Document text:
Following the operational approval of the proposed compensation arrangement and documentation of fair market value/commercial reasonableness, the proposed arrangement should be presented to the board or a board committee for approval. Alternatively, some boards approve certain compensation policies and require a subset of arrangements to be approved by the board.
The approval process allows the board to fulfill its fiduciary duty of care to the organization, affords another level of control in ensuring the pre-established procedures have been followed, or where there is a variance, permits an exchange of information between the senior leaders and the board regarding the factors in support of the variance.
And finally, where applicable, the approval process permits the organization and the individuals involved in setting and approving the proposed arrangement to establish the rebuttable presumption of reasonableness under the IRS rules. If an organization opts to obtain the rebuttable presumption of reasonableness, it must seek the approval prior to execution of the agreement. The board minutes must document whether any of the board members had a conflict of interest with any of the proposed arrangements and document how the conflict was handled. The minutes must also document who voted.
As an organization establishes its governance process and works through the above steps, the physician compensation policy and procedure should be approved by the organization’s senior executives and board. The policy and procedure document the organization’s standardized and consistent approach to physician compensation and serves as a mechanism for ensuring accountability. In addition to a written policy and procedure, the importance of accurate and complete documentation of each step of the process cannot be overstated. The documentation tells the story of an individual’s qualifications, the organization’s rationale for employing them, and the particular facts and circumstances surrounding the particular arrangement.

Task requirements:
1: In the text on physician compensation, when must an organization seek approval if it wants the rebuttable presumption of reasonableness?
2: In the text on physician compensation, write out the passage from "The approval process allows" to "of the variance." again, substituting "executives" for "senior leaders".
3: Continue the text on physician compensation approval from its final sentence.

Source data:
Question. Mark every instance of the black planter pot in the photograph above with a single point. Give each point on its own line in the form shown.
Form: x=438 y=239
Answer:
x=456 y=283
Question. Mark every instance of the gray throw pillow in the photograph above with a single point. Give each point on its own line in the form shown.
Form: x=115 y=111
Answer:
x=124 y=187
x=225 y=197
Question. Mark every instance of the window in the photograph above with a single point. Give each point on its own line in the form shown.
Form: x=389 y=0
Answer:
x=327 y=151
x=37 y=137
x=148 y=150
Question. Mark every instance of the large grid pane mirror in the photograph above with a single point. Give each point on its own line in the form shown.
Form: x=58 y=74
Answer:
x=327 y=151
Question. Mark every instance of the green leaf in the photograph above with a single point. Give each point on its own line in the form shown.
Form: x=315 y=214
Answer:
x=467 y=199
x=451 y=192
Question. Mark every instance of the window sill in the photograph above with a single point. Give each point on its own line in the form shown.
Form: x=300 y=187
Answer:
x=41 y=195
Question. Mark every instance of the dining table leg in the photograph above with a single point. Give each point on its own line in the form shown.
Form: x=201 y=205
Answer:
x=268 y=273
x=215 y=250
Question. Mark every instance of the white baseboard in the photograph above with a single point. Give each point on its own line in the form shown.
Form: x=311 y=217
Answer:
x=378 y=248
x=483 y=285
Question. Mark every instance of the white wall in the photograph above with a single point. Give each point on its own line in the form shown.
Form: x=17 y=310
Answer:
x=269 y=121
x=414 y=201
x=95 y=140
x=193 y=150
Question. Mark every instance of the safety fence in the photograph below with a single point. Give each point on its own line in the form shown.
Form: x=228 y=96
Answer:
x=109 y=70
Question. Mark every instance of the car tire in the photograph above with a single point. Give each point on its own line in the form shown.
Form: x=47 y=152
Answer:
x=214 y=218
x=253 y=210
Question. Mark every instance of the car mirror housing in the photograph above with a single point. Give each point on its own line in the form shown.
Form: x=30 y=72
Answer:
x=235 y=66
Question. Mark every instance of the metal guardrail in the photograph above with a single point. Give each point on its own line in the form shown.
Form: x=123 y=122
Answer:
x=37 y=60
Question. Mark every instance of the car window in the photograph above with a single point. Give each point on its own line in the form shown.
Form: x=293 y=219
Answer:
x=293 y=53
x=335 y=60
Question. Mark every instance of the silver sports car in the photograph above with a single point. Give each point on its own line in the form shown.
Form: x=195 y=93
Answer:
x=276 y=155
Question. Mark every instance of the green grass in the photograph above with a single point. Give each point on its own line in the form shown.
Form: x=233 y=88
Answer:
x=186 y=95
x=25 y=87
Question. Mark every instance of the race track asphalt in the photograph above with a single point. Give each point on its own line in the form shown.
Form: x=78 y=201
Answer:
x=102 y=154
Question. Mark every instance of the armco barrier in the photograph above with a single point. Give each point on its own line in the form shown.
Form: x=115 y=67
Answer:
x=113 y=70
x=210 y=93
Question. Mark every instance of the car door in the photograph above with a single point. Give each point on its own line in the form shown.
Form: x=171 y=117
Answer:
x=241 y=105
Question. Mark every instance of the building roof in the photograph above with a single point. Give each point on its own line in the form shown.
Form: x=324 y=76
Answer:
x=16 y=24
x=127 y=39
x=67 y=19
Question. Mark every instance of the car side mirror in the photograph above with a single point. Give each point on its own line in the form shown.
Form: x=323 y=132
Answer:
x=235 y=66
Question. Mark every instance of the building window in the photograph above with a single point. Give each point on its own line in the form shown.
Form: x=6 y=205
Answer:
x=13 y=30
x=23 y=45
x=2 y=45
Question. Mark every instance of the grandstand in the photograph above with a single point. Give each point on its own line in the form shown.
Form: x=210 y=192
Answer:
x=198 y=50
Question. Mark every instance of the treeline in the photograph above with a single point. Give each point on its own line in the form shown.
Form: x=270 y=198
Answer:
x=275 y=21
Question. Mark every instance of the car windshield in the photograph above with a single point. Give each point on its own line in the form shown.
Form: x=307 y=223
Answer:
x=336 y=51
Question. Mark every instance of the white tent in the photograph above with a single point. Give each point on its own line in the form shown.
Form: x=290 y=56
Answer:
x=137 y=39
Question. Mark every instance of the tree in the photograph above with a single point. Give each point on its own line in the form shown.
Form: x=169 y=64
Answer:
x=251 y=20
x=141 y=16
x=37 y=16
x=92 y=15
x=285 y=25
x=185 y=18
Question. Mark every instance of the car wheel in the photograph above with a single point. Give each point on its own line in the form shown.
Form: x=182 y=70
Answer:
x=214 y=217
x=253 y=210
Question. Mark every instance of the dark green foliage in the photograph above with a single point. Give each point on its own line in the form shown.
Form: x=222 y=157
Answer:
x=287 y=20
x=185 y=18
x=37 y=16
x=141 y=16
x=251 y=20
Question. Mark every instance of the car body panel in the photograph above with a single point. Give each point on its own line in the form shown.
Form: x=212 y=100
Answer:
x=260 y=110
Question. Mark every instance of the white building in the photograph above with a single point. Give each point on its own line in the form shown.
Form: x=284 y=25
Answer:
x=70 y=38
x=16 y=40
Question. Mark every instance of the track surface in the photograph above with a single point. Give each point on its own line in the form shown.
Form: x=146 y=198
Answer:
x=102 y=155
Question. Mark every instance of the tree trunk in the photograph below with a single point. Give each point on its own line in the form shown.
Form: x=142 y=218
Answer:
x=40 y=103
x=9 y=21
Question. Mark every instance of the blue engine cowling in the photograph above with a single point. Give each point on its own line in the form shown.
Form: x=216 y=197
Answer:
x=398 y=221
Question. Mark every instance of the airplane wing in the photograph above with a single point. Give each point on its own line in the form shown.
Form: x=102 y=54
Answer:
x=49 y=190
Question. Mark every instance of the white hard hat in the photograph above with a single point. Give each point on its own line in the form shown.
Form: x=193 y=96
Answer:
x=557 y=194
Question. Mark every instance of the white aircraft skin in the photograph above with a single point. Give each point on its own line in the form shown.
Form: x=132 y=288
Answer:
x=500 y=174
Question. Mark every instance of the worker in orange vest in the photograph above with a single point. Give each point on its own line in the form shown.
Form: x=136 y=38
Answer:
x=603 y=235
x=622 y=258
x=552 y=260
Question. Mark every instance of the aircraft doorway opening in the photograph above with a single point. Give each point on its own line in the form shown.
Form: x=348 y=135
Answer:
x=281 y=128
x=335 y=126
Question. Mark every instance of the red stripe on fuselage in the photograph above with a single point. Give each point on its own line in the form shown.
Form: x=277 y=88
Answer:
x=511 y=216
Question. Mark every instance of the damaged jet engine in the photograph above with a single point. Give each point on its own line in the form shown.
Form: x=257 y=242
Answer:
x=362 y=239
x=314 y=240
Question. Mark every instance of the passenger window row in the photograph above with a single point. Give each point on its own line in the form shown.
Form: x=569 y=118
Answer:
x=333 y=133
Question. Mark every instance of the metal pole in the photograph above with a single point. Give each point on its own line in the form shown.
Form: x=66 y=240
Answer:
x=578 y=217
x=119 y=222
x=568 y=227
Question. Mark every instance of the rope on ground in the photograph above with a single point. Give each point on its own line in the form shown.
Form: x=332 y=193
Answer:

==

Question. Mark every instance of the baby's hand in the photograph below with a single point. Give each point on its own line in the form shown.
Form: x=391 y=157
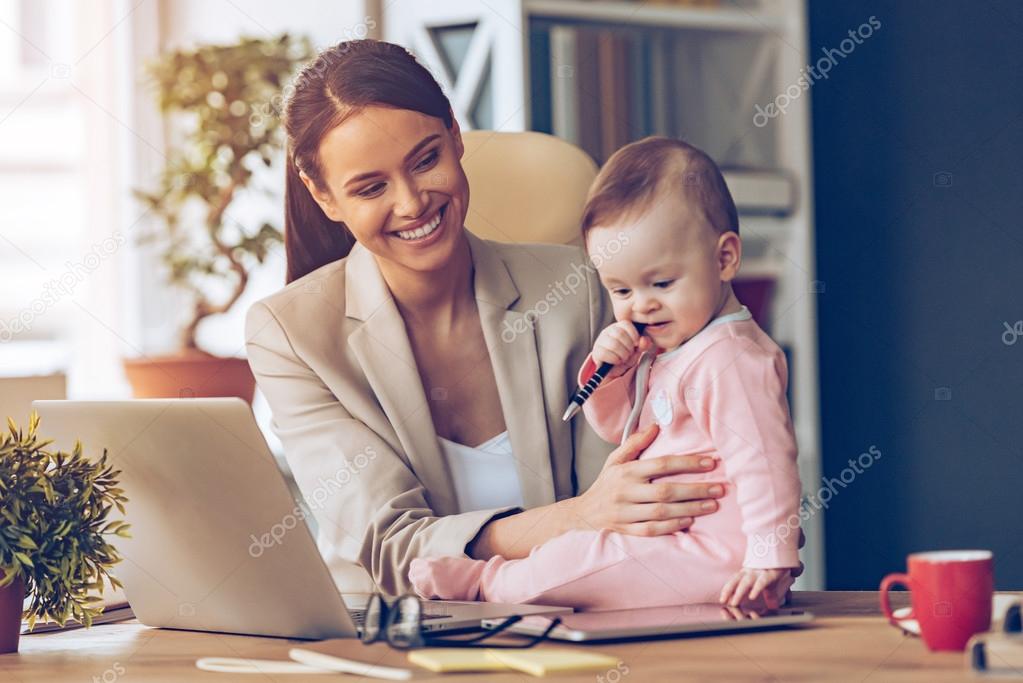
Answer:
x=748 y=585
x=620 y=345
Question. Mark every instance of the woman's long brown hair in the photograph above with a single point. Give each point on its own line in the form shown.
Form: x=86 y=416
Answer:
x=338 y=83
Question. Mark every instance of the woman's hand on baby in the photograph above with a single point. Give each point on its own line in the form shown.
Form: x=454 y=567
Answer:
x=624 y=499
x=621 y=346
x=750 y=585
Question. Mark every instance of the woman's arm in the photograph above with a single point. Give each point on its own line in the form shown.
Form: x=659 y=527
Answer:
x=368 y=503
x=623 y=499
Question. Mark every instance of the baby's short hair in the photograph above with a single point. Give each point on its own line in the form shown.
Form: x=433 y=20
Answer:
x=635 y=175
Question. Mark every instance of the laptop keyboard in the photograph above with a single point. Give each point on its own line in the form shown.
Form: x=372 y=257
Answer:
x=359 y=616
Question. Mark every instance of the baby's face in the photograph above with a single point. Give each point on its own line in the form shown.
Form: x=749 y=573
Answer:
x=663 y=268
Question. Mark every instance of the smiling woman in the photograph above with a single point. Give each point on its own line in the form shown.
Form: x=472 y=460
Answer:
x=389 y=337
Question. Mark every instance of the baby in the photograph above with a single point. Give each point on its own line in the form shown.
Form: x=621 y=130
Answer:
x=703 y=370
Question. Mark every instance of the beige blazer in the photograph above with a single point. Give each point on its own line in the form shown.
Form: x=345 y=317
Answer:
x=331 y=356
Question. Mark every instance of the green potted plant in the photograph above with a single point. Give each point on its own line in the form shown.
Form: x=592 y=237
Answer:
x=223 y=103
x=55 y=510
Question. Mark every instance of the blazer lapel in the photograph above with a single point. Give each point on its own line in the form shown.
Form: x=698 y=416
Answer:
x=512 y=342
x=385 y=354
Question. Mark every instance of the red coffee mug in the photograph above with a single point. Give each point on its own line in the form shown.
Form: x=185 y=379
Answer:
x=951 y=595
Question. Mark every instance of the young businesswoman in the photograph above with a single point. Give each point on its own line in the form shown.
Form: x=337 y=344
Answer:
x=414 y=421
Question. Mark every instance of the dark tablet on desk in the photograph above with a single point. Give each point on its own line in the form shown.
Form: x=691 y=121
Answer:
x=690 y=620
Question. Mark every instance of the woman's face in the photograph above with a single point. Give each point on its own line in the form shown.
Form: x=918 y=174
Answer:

Expected responses:
1: Before the agreement is executed.

2:
The approval process allows the board to fulfill its fiduciary duty of care to the organization, affords another level of control in ensuring the pre-established procedures have been followed, or where there is a variance, permits an exchange of information between the executives and the board regarding the factors in support of the variance.

3:
An organization’s policy and procedure should include parameters for ongoing monitoring of physician compensation arrangements. Best practices include an annual review of each arrangement by a valuation firm to ensure the compensation remains fair market value with adjustments as necessary. Also, scheduled audits of high-producing physicians should be conducted to review documentation, coding, and medical necessity. Importantly, physicians receiving medical director/administrative pay should have an annual timesheet or documentation audit to ensure that the necessary duties are performed, they are adequately documented, and they are paid per provider contract and organizational policy. Any performance-based pay (i.e., quality) should be validated to ensure the data has been collected following established definitions, and credit is given to the physician according to program design. Finally, work relative value units (work RVUs) credited to physicians should be periodically reviewed to ensure that the physician is receiving credit only for personally performed services.
Physician compensation arrangements pose one of the highest risks to healthcare organizations. As (alleged) Stark Law and False Claims Act violations continue to be pursued by governmental agencies and filed by local qui tam relators, organizations must remain vigilant, conscientious, and apply a reasoned, consistent approach to physician compensation. Establishing an effective physician compensation governance program will assist an organization in defense of its procedures and physician compensation structure if it finds itself under scrutiny.
Physician compensation arrangements remain a key compliance risk.
Develop a physician compensation policy and procedure.
Implement a physician compensation governance committee.
Ensure documentation of fair market value/commercial reasonableness for each physician compensation arrangement.
Audit and monitor physician compensation arrangements over time.